● **Recorded data**

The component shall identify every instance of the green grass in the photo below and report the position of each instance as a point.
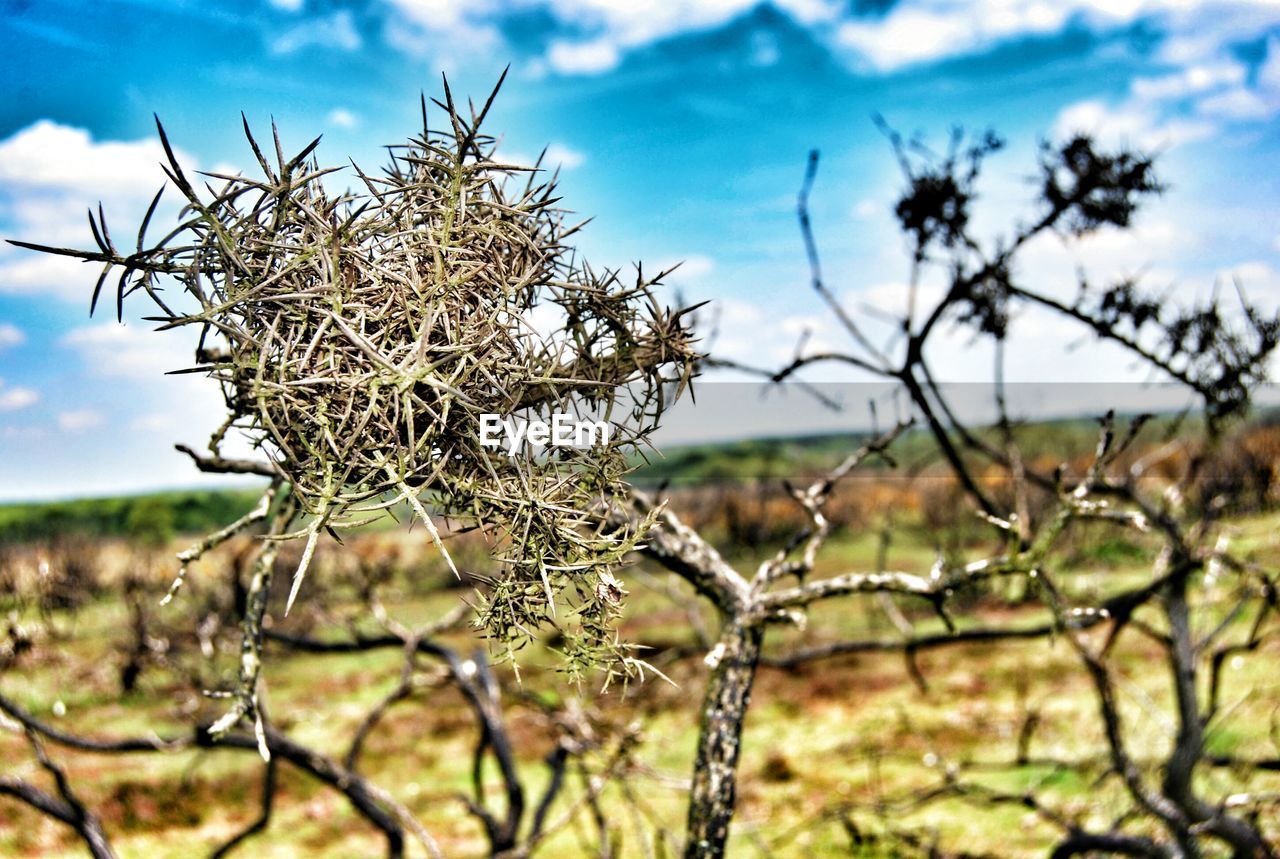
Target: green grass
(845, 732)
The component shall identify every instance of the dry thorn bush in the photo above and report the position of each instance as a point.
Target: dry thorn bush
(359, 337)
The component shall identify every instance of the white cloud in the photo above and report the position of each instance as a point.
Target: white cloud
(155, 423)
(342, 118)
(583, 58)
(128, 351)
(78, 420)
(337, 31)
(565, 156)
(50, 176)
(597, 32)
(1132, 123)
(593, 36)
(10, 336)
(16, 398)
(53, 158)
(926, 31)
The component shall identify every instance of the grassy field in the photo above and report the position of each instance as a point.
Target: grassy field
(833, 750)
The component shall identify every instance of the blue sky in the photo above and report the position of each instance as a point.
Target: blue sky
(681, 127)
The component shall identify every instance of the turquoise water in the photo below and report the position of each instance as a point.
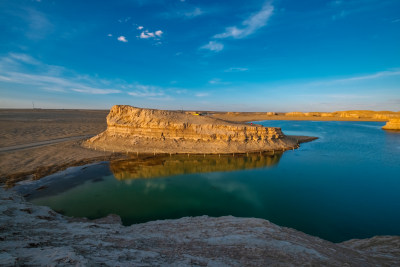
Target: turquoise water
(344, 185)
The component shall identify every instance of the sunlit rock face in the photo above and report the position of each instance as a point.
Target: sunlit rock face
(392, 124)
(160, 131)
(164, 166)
---
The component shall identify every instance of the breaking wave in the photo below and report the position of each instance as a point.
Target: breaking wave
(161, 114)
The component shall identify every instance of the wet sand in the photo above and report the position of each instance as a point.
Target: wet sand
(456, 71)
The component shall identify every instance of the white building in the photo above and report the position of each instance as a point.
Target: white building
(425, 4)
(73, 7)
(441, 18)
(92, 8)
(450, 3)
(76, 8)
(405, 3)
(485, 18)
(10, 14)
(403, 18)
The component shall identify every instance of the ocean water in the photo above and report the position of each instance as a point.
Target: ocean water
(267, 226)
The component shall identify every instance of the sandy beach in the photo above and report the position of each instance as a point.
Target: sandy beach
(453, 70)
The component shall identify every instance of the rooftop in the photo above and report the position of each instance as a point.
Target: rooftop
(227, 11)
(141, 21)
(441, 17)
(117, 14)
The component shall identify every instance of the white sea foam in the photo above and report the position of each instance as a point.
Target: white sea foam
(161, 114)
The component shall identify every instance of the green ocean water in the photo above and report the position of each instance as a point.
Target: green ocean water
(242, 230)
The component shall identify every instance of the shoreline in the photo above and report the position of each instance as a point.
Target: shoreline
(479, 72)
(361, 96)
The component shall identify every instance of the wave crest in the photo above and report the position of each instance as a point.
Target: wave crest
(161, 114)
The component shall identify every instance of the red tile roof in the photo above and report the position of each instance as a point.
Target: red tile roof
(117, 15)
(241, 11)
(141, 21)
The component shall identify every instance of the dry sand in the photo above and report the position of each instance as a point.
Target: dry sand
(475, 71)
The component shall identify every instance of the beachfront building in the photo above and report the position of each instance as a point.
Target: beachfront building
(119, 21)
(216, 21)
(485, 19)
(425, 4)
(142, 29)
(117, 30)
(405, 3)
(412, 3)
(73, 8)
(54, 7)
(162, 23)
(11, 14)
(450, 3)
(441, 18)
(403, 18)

● **Task objective**
State how many lines in the listing above contain the string "below". Include no other words.

● **Written response**
3